Give back the full data, retyped precisely.

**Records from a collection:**
◆ ◆ ◆ ◆ ◆ ◆ ◆
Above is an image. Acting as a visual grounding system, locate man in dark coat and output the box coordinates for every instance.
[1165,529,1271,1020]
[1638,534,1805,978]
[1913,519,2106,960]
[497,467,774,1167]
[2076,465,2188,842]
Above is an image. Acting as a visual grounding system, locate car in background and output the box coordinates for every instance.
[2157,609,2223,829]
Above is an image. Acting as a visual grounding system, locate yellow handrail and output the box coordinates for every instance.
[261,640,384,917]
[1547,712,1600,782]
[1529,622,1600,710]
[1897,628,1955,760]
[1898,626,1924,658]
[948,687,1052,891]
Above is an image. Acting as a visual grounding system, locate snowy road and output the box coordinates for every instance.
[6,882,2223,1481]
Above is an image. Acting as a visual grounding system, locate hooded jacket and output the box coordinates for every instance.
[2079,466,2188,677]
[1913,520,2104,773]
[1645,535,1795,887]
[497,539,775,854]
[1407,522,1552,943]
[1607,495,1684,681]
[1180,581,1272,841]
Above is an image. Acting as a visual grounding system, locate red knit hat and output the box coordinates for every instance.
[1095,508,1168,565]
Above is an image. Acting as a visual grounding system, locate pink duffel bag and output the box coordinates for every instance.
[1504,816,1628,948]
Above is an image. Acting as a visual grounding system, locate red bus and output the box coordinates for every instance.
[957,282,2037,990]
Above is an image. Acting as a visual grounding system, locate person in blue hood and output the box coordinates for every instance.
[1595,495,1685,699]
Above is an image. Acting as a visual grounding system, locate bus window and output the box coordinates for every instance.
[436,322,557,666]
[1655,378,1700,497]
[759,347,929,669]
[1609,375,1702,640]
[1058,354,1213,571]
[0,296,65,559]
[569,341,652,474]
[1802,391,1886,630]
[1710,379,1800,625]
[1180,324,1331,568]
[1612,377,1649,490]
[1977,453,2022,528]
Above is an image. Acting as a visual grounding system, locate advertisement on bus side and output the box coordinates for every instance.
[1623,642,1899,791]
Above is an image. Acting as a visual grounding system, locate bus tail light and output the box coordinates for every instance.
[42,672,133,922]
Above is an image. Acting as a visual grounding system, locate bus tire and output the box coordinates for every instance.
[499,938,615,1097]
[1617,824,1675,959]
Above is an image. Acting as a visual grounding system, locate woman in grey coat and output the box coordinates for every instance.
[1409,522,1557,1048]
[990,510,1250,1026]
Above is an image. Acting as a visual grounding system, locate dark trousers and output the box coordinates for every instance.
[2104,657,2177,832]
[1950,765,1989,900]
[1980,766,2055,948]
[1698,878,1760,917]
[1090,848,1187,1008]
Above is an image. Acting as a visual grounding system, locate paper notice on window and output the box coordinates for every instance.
◆ ◆ ◆ ◆ ◆ ◆ ◆
**Solved problem:**
Above is an image. Acting as a visual grounding system, locate man in dark coat and output the box coordinates for every instance.
[1165,529,1271,1020]
[1638,534,1805,978]
[1913,519,2106,960]
[497,467,774,1167]
[2076,465,2188,842]
Above is an image. Acting as a visual grounding system, locate car in background and output the box coordinates for every instance.
[2157,609,2223,829]
Above is an image. Acting as a visual grounding system, locate yellow handrail and output the box coordinates for every instance.
[261,640,384,917]
[1547,712,1600,782]
[1529,622,1600,710]
[1897,628,1955,760]
[1898,626,1924,658]
[948,687,1052,891]
Above is an image. Acting as a visual grounding system, locate snowy road and output the box coordinates for every instance.
[6,882,2223,1481]
Above is an image. Acting as a visual grounding system, locate hooded jacket and output the box coordinates for every instance.
[2079,466,2188,677]
[1913,520,2104,773]
[1645,535,1795,887]
[497,539,775,854]
[1407,522,1552,943]
[1607,495,1684,681]
[1180,581,1272,841]
Above is an image. Acting as a visual grounding system, locate red knit hat and output the box coordinates for every instance.
[1095,508,1168,565]
Above is an image. Acting as a visual grounding system, locate pink duffel bag and output the box coordinates for every instance.
[1504,816,1628,948]
Above is an image. Acting as a visual grounding system, locate red bus and output the box coordinates for every instance.
[957,282,2037,990]
Above is an image. Acting as a visual grounding system, locate person in blue hood and output the box coordinates for every instance.
[1595,495,1685,699]
Above is an image. Acting as a visual grounding system, locate bus window and output the box coordinates for every instance.
[436,322,557,666]
[1655,378,1700,497]
[759,347,929,669]
[1609,375,1702,640]
[1058,354,1213,571]
[0,296,65,559]
[569,341,652,474]
[1802,391,1886,630]
[1710,379,1800,625]
[1180,324,1331,568]
[1612,377,1649,490]
[1977,453,2022,528]
Above is an image. Acting as a visual grounding system, locate advertisement on bus side and output the box coordinates for every instance.
[1623,642,1899,791]
Above is an image. Acting as a visual grounding system, locate bus tail light and output the box coordinates for every instance.
[42,672,133,922]
Above is an image. Acting as a visual grounding system, locate bus tire and output the box coordinates for every instance.
[499,938,615,1097]
[1617,824,1675,959]
Above is an image. Acting as a visual grounding system, locate woman in grey coat and output the box coordinates for every instance.
[1409,522,1557,1048]
[990,510,1250,1026]
Above is an image. Acting as a visual grounding system, locate dark trousers and output the box coordinates for every instance.
[2104,657,2177,832]
[1950,765,1989,900]
[1980,766,2055,948]
[1698,878,1760,917]
[1090,848,1187,1008]
Above is an image. Acting as a visual grounding system, locate paper notice on window and output the box coordinates for every instance.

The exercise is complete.